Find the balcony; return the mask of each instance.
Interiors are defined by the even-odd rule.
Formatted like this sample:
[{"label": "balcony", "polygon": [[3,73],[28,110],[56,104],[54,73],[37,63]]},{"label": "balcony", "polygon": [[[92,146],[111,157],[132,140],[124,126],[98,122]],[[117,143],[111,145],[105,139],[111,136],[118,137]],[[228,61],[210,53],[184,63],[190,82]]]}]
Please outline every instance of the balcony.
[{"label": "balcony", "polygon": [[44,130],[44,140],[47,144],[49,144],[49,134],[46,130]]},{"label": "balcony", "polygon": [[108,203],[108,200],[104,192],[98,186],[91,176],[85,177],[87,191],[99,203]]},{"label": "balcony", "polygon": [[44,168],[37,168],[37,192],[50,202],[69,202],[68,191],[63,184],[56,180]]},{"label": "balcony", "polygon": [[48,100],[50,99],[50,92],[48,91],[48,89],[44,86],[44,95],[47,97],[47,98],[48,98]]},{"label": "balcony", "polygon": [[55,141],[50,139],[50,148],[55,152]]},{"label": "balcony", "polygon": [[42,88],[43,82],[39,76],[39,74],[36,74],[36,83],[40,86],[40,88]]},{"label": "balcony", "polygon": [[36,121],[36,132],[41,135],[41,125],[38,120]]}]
++++++++++
**What the task requires:** Can you repeat the lines above, changing "instance" to "occurrence" throughout and leaving everything else as it is?

**Expected answer:**
Find the balcony; return the mask of each occurrence.
Interiors are defined by the even-odd rule.
Formatted like this sample:
[{"label": "balcony", "polygon": [[3,73],[28,110],[56,104],[54,73],[37,63]]},{"label": "balcony", "polygon": [[[92,146],[111,157],[132,140],[124,126],[98,122]],[[117,143],[111,145],[105,139],[111,136],[118,137]],[[228,61],[210,53],[184,63],[190,82]]]}]
Please outline every occurrence of the balcony.
[{"label": "balcony", "polygon": [[44,130],[44,140],[47,144],[49,144],[49,134],[46,130]]},{"label": "balcony", "polygon": [[108,203],[108,200],[104,192],[98,186],[91,176],[85,177],[87,191],[99,203]]},{"label": "balcony", "polygon": [[44,168],[37,168],[37,192],[50,202],[69,202],[68,191],[63,184],[56,180]]},{"label": "balcony", "polygon": [[48,100],[50,99],[50,92],[48,91],[48,89],[44,86],[44,95],[47,97],[47,98],[48,98]]},{"label": "balcony", "polygon": [[55,141],[50,139],[50,148],[55,152]]},{"label": "balcony", "polygon": [[42,88],[43,82],[39,76],[39,74],[36,74],[36,83],[40,86],[40,88]]},{"label": "balcony", "polygon": [[36,121],[36,132],[41,135],[41,125],[38,120]]}]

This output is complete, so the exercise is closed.